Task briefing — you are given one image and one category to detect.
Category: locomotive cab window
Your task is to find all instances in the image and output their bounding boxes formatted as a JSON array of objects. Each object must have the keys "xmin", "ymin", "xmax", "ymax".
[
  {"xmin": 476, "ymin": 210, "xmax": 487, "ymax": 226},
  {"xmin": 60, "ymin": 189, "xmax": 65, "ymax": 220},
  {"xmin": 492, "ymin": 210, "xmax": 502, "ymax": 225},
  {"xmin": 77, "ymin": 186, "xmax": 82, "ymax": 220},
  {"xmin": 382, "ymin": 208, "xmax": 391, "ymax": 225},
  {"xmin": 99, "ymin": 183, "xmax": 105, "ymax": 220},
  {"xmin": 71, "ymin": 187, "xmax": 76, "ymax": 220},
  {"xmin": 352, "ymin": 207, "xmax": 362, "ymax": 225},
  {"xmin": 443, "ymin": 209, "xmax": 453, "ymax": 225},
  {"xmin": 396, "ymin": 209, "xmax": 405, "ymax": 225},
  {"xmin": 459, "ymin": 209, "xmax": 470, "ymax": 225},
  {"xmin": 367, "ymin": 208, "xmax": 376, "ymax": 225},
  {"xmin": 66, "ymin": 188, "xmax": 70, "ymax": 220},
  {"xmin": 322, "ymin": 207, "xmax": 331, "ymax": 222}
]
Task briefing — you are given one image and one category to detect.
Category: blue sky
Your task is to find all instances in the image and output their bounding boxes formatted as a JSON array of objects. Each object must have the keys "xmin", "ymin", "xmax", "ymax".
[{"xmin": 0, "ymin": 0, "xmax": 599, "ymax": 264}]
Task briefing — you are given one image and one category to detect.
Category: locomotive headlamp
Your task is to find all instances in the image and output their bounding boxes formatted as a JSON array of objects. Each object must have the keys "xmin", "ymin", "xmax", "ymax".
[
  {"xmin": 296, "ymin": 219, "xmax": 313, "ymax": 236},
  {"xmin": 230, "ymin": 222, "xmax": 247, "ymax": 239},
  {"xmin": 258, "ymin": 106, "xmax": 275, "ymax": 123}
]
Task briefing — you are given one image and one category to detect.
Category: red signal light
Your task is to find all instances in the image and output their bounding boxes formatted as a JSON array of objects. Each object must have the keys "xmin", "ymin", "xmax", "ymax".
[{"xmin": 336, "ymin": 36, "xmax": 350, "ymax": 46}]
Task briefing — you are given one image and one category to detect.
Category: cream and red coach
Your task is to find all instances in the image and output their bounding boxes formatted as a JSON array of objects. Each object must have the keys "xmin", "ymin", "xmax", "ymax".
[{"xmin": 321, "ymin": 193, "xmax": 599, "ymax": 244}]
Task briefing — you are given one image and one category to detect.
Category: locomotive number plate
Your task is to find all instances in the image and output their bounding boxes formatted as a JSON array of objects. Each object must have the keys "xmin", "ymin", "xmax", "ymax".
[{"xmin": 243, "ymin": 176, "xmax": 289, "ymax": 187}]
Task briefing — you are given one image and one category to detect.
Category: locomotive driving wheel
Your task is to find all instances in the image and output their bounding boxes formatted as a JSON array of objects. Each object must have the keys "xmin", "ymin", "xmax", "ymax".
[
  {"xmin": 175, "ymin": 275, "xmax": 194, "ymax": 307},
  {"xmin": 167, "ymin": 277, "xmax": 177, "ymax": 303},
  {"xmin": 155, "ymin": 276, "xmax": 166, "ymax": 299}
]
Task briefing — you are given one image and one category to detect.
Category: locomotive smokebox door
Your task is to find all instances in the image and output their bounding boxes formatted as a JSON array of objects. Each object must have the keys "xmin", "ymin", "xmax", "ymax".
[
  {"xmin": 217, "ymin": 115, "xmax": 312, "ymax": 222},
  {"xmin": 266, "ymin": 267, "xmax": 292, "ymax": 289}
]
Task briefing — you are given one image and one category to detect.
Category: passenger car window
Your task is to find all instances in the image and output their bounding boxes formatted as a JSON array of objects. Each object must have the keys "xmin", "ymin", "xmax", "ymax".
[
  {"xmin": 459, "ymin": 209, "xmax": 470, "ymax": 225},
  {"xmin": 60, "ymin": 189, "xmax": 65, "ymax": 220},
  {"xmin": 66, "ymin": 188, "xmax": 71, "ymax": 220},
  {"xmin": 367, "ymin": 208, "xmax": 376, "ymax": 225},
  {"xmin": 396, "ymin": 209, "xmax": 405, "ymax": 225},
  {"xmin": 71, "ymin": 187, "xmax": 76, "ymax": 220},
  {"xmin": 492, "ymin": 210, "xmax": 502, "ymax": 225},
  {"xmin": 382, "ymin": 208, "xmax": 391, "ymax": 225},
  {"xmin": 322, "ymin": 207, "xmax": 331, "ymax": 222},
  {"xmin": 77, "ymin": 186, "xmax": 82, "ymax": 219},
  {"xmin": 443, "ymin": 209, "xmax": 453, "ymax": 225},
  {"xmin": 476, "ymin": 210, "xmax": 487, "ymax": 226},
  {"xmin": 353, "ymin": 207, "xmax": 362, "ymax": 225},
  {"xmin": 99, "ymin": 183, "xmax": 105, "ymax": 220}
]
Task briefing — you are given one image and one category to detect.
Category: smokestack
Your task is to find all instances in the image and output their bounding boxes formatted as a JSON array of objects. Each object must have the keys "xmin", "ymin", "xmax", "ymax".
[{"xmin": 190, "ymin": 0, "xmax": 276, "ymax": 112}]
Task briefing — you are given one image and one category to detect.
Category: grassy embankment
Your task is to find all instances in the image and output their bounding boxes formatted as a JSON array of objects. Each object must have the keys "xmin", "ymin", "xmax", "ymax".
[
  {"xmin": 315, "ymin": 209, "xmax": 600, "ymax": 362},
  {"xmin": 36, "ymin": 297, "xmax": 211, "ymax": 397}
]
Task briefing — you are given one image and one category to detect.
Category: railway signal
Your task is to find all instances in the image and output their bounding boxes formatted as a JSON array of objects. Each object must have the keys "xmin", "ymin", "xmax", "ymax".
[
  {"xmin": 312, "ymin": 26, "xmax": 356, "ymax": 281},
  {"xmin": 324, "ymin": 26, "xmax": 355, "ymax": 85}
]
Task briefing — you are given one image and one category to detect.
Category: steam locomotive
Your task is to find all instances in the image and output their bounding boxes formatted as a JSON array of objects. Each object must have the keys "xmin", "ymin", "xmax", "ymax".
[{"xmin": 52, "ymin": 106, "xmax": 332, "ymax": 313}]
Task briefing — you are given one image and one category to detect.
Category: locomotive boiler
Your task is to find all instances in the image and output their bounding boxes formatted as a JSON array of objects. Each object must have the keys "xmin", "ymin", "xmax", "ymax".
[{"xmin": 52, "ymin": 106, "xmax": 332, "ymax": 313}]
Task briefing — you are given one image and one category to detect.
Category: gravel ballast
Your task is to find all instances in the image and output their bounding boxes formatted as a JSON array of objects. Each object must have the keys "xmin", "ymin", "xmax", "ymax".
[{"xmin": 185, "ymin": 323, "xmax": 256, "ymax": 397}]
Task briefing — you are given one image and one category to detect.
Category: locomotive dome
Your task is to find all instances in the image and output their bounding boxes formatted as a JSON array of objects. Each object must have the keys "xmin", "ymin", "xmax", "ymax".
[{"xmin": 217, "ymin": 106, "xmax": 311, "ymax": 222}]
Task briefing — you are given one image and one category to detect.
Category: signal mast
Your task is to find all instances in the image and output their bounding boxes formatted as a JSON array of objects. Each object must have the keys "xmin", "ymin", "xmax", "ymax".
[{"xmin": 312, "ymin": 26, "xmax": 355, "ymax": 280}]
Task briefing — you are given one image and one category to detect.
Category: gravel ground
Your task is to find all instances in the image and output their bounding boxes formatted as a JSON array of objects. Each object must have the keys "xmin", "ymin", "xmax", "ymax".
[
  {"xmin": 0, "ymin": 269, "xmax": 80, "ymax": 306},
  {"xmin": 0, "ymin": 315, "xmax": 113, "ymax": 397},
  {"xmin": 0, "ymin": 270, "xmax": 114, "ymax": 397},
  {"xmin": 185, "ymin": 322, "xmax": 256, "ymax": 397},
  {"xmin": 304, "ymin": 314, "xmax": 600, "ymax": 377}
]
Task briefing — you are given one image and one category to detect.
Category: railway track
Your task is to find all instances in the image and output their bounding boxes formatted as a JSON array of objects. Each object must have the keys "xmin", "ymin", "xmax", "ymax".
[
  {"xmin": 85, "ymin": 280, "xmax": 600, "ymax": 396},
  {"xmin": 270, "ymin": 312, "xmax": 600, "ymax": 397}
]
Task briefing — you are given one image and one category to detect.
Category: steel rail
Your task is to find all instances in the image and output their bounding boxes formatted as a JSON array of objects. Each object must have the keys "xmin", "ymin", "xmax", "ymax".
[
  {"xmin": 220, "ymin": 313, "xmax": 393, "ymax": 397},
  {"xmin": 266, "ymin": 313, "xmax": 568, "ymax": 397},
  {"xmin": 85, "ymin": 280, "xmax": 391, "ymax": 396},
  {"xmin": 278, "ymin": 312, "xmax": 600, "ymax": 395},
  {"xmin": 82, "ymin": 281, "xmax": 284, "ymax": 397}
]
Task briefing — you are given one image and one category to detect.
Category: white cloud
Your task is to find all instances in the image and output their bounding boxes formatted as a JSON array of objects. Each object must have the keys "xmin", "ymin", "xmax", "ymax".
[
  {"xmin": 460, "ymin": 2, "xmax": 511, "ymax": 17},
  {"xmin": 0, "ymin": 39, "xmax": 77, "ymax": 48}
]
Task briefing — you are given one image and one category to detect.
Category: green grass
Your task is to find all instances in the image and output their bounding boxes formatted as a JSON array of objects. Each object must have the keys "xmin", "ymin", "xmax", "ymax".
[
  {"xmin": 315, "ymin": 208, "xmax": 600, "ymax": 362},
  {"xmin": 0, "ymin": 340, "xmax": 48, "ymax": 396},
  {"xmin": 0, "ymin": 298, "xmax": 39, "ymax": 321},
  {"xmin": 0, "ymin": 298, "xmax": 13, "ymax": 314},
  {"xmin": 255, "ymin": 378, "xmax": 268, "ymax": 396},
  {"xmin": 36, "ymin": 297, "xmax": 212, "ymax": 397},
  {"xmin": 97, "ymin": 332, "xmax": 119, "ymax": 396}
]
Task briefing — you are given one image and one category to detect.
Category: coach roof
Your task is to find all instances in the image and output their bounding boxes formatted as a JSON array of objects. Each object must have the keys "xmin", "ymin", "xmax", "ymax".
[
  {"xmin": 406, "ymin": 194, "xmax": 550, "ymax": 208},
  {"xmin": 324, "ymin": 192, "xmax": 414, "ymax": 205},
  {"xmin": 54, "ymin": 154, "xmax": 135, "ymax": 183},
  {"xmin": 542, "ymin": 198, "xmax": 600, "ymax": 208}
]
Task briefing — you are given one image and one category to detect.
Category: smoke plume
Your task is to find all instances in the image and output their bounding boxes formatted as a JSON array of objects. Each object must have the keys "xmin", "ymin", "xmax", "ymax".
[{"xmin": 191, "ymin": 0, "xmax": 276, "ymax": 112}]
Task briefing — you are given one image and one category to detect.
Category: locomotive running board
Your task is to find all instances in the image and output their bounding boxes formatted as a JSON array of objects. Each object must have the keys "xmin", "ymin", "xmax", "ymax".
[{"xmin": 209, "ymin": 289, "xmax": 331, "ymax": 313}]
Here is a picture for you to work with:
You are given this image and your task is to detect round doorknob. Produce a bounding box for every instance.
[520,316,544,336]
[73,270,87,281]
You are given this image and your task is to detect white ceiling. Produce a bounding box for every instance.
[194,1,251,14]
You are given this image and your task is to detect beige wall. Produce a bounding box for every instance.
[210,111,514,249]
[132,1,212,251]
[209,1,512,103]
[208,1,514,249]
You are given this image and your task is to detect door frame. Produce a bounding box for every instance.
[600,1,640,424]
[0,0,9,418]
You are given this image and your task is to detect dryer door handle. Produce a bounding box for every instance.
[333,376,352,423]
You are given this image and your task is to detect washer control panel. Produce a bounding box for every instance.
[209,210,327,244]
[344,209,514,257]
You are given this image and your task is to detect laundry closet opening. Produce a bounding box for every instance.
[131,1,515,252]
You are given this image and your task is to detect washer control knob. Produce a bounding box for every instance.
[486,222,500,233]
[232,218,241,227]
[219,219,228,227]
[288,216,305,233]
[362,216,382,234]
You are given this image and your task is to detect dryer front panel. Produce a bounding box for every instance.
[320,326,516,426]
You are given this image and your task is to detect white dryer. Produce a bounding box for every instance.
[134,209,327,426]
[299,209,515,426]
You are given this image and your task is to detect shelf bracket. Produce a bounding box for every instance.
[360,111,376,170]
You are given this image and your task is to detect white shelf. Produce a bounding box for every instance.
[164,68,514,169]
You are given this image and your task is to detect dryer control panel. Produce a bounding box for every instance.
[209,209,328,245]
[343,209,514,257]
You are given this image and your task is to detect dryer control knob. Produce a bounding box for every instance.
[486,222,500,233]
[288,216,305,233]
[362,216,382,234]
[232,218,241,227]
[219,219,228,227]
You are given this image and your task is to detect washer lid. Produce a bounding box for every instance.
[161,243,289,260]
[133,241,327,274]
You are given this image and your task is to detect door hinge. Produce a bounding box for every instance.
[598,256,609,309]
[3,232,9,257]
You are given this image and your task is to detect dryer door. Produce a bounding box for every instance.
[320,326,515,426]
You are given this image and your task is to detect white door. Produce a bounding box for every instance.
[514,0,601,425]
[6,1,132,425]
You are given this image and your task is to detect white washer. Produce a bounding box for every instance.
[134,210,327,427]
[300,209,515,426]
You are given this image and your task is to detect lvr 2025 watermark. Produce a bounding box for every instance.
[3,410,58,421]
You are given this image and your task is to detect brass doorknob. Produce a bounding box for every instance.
======
Would you please write out, exactly and with no other lines, the stretch of the listing above from the line containing "Category: steam locomotive" through the line containing "Category: gravel ballast"?

Category: steam locomotive
Your task is to find all instances in the image and output their bounding boxes formatted as a JSON array of objects. Each object must have the keys "xmin", "ymin", "xmax", "ymax".
[{"xmin": 52, "ymin": 106, "xmax": 332, "ymax": 313}]
Task briefing — you are given one image and one category to detect.
Category: locomotive boiler
Your task is to find all instances in the image and output their bounding boxes formatted as a JSON array of objects. Each object must have the keys "xmin", "ymin", "xmax", "ymax".
[{"xmin": 52, "ymin": 106, "xmax": 332, "ymax": 313}]
Task briefing — you are given one image and one category to detect.
Category: gravel ballast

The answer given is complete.